EXERCISE INPUTS:
________________________
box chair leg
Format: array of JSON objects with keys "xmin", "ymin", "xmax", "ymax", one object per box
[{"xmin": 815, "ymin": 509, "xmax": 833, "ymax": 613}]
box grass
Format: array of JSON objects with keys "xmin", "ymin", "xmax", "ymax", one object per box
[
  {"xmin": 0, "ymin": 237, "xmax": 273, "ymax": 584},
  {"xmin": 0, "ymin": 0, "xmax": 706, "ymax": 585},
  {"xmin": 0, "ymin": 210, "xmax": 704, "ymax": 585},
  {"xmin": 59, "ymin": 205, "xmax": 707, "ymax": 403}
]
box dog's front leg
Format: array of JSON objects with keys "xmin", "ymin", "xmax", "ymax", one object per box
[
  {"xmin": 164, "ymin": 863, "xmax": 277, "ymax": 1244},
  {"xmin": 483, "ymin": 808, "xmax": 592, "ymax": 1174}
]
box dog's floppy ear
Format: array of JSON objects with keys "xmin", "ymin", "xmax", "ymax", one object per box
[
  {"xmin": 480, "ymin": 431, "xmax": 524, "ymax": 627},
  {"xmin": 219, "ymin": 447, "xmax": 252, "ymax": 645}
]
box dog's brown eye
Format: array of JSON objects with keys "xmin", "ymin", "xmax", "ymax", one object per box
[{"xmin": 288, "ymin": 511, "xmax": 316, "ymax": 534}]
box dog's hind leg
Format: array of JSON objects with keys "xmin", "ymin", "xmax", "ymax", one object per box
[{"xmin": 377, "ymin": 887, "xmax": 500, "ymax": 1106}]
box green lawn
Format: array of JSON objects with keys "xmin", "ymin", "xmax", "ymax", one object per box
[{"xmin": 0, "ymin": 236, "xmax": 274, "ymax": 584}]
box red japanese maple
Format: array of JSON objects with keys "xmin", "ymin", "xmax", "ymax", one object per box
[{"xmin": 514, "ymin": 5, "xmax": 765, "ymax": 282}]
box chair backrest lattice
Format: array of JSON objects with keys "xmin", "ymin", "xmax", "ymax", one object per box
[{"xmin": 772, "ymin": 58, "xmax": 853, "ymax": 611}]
________________________
WHAT IS ASKED: Rewrite all the rows above with "dog's" changed to "puppy's" wherever it occurs, keeping everything else the same.

OUTPUT FOR THIS EXERCISE:
box chair leg
Format: array of JSON objects with keys "xmin", "ymin", "xmax", "ymax", one object per box
[{"xmin": 815, "ymin": 509, "xmax": 833, "ymax": 613}]
box grass
Format: array of JSON objects with keys "xmin", "ymin", "xmax", "ymax", one object per box
[
  {"xmin": 0, "ymin": 237, "xmax": 273, "ymax": 584},
  {"xmin": 0, "ymin": 0, "xmax": 706, "ymax": 585},
  {"xmin": 0, "ymin": 210, "xmax": 704, "ymax": 585},
  {"xmin": 59, "ymin": 205, "xmax": 707, "ymax": 403}
]
box puppy's front leg
Format: array of JSON objects with keys "xmin", "ymin", "xmax", "ymax", one object per box
[
  {"xmin": 164, "ymin": 863, "xmax": 277, "ymax": 1244},
  {"xmin": 483, "ymin": 808, "xmax": 592, "ymax": 1174}
]
box puppy's floppy ear
Format: array of JSON objects with keys "xmin", "ymin", "xmax", "ymax", one object per box
[
  {"xmin": 480, "ymin": 431, "xmax": 524, "ymax": 627},
  {"xmin": 219, "ymin": 447, "xmax": 252, "ymax": 645}
]
box puppy's brown eye
Format: array of JSON objects with keys "xmin", "ymin", "xmax", "ymax", one object per box
[{"xmin": 288, "ymin": 511, "xmax": 316, "ymax": 534}]
box puppy's hind leg
Format: array of JSON objects with keys "xmin", "ymin", "xmax", "ymax", one object per box
[{"xmin": 377, "ymin": 887, "xmax": 500, "ymax": 1106}]
box green lawn
Format: array of JSON objects with keys "xmin", "ymin", "xmax", "ymax", one object per box
[{"xmin": 0, "ymin": 236, "xmax": 274, "ymax": 584}]
box red japanese maple
Format: array of JSON objects with keys "xmin", "ymin", "xmax", "ymax", one object per box
[{"xmin": 514, "ymin": 5, "xmax": 765, "ymax": 282}]
box chair backrest lattice
Format: array of JSON objects with keys "xmin", "ymin", "xmax", "ymax", one object per box
[{"xmin": 772, "ymin": 58, "xmax": 853, "ymax": 611}]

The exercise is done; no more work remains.